Extract each line of the rows below that contains the string "backboard".
+++
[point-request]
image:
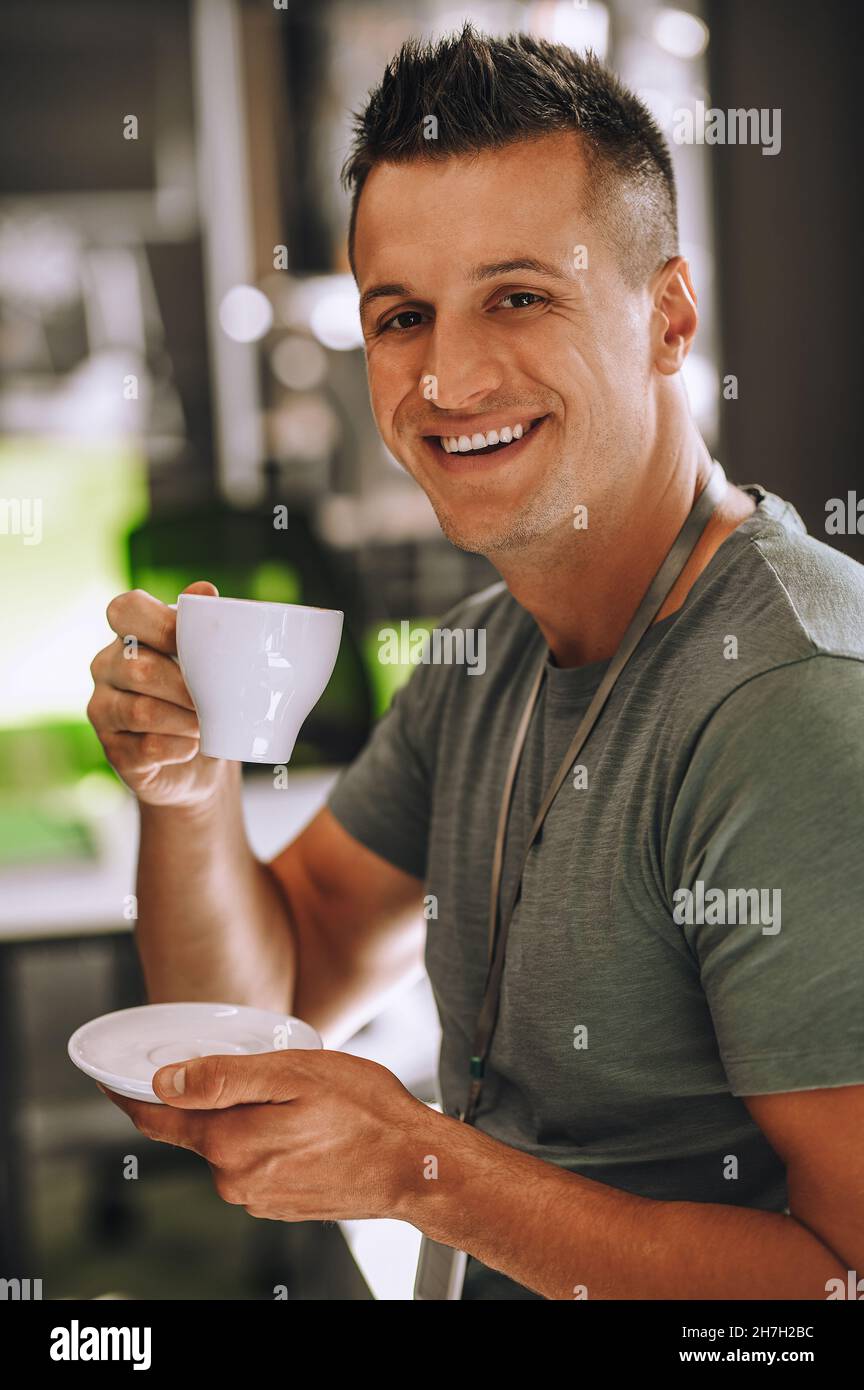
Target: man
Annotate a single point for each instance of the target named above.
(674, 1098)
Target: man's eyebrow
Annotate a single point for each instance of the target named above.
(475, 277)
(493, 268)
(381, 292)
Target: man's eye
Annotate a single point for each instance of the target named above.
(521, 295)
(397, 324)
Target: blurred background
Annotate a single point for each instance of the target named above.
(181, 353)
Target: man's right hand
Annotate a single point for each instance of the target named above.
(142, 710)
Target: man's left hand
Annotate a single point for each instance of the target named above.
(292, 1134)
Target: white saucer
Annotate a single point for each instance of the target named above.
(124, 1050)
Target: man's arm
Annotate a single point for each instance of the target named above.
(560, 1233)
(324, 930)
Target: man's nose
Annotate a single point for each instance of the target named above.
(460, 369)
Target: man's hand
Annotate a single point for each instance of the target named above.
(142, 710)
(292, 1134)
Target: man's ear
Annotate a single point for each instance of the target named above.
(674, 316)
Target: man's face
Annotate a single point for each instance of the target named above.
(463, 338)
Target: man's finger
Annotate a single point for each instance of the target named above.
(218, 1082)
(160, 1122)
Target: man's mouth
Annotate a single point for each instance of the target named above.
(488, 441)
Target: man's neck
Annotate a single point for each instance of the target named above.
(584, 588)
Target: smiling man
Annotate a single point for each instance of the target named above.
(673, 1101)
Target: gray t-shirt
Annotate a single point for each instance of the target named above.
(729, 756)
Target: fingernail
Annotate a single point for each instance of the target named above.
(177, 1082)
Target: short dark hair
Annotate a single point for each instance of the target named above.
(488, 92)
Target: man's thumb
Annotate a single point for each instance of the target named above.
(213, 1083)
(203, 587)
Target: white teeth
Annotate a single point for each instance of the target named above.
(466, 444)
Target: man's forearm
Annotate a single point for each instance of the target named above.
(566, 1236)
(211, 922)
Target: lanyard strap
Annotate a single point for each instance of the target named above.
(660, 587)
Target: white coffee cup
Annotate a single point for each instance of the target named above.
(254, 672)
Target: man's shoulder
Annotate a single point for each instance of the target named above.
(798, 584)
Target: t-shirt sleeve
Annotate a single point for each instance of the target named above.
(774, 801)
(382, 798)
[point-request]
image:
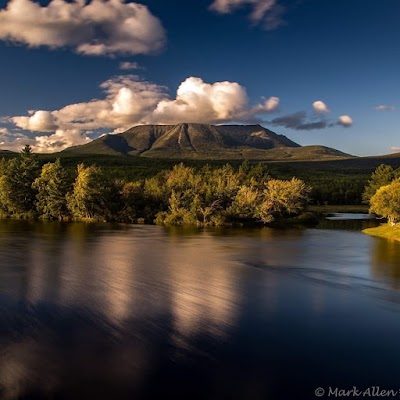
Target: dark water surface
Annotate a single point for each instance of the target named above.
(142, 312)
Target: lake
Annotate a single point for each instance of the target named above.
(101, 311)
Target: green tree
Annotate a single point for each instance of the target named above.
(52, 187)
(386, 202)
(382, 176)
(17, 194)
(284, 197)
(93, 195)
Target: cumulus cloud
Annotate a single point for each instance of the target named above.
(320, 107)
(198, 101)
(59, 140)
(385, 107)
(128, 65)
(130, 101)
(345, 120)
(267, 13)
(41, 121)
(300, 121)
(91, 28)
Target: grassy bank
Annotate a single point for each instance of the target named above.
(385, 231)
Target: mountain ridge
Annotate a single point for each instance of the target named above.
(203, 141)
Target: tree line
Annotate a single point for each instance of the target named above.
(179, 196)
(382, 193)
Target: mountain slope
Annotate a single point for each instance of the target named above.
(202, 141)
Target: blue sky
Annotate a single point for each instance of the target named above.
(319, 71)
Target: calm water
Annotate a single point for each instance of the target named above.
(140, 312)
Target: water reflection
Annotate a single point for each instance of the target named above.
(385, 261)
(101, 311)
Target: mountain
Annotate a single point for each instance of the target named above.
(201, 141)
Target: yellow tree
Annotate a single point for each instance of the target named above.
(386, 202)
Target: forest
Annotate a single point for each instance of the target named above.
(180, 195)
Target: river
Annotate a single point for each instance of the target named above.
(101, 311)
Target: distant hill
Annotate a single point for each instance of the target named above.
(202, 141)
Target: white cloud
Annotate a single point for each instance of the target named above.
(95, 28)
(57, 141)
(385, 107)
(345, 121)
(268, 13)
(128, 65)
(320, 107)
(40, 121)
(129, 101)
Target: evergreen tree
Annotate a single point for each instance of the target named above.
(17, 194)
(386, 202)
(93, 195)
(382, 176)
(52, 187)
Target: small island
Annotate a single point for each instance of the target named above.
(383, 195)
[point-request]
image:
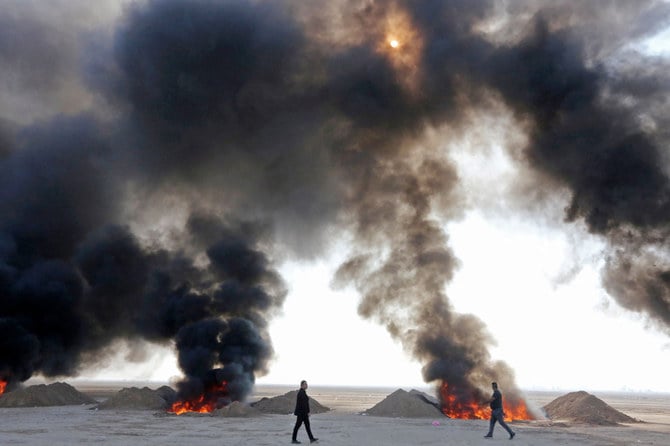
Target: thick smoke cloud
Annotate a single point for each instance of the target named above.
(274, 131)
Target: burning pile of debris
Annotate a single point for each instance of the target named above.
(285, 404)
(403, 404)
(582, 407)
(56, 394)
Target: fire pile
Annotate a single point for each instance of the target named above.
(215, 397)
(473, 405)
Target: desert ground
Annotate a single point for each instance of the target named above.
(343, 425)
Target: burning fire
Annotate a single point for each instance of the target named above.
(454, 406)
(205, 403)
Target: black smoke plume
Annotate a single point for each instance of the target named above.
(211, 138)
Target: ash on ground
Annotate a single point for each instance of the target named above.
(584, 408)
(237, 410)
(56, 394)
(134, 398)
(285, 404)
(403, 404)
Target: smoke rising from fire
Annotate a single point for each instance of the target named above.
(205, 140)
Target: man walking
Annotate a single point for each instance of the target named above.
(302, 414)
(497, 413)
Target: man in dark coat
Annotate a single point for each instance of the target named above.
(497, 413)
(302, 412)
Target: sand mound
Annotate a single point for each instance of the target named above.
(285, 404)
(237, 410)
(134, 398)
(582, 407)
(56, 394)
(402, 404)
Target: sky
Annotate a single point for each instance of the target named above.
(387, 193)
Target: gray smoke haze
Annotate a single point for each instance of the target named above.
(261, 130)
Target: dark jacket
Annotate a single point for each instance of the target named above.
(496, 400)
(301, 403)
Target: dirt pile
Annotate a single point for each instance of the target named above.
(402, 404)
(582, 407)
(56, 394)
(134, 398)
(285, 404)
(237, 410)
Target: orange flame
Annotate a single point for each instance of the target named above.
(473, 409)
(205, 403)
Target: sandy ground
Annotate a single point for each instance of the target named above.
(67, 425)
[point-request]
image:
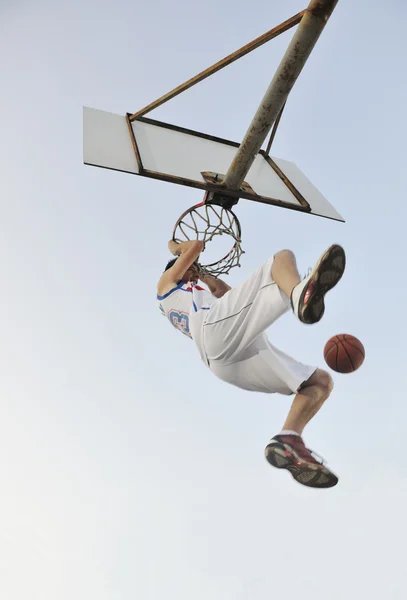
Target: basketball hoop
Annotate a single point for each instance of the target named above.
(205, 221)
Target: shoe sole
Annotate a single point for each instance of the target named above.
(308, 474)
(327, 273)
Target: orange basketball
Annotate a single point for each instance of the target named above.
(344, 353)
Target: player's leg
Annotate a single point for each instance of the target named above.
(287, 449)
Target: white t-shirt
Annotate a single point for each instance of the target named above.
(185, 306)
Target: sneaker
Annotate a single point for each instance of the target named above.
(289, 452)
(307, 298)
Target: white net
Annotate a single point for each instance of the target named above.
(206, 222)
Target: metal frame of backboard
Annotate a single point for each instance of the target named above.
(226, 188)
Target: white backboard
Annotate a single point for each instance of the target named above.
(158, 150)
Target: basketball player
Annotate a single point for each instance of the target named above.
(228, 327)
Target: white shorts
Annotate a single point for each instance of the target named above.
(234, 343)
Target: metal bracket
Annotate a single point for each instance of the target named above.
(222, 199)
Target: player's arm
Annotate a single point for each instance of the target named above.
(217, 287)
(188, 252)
+++
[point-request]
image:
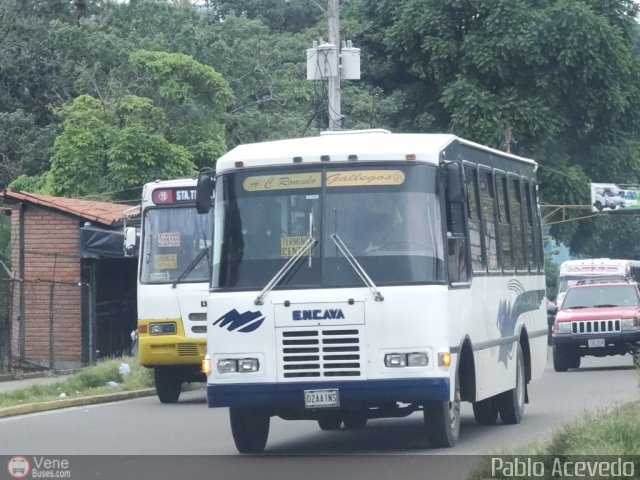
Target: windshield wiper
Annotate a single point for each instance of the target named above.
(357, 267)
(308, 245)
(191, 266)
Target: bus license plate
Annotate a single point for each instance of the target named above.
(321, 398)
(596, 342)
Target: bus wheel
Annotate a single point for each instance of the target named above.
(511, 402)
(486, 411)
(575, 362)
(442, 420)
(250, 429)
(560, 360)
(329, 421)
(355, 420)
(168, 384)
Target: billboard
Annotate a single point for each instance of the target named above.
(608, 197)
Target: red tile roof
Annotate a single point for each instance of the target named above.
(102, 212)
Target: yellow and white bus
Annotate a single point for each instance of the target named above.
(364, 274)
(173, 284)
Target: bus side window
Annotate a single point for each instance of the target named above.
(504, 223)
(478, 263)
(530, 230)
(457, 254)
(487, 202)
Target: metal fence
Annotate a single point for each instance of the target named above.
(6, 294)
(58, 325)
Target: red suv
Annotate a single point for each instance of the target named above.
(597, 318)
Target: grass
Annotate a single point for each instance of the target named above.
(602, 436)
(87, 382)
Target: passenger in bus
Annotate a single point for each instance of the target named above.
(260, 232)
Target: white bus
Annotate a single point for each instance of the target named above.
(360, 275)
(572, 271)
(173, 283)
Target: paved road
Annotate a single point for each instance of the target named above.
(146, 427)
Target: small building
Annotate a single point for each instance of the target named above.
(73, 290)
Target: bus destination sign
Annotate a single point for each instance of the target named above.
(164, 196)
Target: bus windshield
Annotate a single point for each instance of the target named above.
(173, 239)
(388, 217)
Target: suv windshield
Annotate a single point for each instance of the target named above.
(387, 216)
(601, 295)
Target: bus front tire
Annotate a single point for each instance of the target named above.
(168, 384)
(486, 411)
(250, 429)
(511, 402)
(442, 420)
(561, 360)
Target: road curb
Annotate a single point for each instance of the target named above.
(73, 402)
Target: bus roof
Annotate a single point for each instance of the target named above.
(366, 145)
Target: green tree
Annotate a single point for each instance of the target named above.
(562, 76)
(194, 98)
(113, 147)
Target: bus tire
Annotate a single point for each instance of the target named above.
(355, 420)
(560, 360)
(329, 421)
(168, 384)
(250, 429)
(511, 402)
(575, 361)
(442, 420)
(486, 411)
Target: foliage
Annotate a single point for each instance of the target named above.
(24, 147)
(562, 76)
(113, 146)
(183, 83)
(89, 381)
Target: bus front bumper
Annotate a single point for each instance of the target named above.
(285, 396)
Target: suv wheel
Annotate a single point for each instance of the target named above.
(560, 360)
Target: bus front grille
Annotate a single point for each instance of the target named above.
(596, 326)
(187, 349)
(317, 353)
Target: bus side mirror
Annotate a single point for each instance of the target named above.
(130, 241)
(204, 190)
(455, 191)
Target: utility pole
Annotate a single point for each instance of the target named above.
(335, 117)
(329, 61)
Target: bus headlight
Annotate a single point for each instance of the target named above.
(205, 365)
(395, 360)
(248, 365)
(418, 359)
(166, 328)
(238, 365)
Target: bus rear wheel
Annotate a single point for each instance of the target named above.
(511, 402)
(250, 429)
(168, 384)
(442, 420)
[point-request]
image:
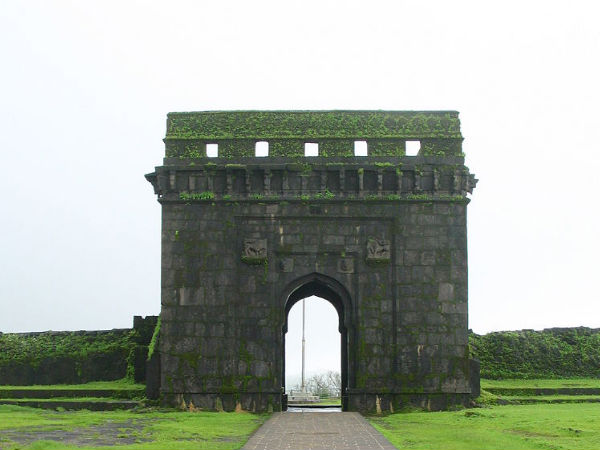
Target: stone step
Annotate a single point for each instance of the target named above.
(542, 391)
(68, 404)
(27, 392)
+++
▶ **Correct response**:
Target: metal frame of backboard
Target: white backboard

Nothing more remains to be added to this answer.